**Task instructions:** How many lines of the items below contain the string "beige", matching case exactly? Reply with the number only.

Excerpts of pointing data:

------

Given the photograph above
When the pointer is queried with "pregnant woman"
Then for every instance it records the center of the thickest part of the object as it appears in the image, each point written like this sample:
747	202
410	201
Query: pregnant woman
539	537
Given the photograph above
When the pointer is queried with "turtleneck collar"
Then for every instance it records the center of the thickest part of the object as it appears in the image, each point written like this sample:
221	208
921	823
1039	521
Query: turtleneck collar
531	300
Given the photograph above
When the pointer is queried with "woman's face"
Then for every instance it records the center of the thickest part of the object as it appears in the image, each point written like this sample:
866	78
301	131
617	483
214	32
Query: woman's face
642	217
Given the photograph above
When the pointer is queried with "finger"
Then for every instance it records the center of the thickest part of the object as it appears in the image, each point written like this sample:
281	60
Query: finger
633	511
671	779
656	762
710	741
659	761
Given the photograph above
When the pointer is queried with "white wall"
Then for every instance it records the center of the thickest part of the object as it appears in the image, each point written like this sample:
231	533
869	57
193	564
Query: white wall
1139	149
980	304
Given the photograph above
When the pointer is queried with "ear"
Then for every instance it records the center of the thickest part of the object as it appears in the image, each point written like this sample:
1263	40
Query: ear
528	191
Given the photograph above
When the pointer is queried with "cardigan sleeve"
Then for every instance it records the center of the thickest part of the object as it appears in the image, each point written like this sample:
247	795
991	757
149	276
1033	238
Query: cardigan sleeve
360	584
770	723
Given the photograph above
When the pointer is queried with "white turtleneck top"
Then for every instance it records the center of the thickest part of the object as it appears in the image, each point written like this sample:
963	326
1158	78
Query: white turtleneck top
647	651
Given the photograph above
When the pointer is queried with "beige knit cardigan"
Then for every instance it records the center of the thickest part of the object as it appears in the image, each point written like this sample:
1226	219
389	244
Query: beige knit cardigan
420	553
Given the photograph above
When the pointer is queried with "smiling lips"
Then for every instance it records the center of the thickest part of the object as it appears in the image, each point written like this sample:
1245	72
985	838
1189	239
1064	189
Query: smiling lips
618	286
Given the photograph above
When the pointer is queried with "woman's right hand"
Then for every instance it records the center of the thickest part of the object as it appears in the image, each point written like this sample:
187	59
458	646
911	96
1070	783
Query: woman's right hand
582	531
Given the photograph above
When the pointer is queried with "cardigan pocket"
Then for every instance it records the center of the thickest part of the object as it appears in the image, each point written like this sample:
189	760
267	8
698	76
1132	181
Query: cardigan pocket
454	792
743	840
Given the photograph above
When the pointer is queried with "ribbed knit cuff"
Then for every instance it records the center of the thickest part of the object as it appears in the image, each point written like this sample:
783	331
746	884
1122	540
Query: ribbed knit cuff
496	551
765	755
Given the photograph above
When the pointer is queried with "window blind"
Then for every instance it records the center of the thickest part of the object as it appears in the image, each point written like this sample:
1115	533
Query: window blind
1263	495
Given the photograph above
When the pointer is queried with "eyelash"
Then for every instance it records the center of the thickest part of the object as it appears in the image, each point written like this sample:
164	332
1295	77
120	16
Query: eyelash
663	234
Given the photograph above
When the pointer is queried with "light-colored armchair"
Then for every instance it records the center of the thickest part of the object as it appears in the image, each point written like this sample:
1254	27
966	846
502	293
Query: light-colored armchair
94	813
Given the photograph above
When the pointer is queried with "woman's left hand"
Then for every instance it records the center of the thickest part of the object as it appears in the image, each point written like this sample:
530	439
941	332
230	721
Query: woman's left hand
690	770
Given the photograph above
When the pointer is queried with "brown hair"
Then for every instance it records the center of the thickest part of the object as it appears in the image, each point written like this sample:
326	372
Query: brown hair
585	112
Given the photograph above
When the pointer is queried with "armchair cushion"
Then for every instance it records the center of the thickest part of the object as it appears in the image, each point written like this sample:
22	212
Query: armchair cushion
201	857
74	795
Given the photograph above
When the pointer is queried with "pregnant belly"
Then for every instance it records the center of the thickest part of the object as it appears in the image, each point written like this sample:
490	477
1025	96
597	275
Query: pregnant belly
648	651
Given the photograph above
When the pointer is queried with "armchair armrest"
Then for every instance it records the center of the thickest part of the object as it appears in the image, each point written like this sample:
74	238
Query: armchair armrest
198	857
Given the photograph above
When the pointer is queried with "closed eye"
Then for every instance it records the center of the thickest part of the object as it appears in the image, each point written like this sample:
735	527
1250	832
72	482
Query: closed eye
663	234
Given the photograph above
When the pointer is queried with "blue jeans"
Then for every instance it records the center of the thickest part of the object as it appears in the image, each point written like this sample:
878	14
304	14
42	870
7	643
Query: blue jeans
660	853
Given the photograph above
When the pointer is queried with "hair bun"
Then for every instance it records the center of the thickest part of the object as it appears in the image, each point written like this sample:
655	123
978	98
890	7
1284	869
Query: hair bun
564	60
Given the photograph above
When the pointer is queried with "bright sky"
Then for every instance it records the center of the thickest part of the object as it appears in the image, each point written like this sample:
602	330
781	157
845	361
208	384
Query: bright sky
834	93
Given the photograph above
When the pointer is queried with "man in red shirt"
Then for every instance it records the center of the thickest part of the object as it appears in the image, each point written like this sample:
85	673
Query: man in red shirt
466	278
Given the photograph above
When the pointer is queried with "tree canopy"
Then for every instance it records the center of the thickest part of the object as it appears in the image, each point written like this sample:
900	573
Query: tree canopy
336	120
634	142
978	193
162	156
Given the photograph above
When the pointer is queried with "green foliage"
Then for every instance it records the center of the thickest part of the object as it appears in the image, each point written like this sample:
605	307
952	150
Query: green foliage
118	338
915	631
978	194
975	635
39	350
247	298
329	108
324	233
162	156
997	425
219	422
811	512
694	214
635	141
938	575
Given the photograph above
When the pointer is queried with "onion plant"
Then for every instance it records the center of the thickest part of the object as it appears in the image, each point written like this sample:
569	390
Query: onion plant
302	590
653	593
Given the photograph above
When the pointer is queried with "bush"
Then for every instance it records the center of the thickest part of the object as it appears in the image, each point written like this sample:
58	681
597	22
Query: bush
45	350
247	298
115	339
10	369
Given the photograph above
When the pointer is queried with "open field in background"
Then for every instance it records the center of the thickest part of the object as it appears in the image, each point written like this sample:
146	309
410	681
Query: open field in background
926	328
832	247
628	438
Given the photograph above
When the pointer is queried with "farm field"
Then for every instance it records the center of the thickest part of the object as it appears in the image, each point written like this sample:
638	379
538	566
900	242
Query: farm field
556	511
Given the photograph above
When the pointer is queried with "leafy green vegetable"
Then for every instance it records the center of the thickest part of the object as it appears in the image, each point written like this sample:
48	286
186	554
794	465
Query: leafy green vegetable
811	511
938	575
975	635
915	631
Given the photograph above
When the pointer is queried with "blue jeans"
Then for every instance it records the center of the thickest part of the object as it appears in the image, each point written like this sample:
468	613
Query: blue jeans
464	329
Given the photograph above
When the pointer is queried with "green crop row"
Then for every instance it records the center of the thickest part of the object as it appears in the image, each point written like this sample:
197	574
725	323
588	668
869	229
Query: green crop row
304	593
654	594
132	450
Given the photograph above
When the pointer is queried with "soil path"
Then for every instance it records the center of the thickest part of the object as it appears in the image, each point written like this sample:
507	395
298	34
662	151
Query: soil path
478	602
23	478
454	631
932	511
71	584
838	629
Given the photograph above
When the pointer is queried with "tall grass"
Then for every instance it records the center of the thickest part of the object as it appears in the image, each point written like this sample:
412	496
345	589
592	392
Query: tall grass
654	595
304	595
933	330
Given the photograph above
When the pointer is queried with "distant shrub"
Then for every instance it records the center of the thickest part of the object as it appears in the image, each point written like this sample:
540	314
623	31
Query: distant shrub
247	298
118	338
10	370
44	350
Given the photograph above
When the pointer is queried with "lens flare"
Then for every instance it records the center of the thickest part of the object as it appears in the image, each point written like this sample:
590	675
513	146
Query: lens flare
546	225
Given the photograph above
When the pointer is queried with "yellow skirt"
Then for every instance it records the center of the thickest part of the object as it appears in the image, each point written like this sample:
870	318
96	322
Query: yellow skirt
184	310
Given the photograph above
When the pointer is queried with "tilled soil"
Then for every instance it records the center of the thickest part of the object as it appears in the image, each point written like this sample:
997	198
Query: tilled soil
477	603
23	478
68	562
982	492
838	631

------

**Output of the exercise:** 2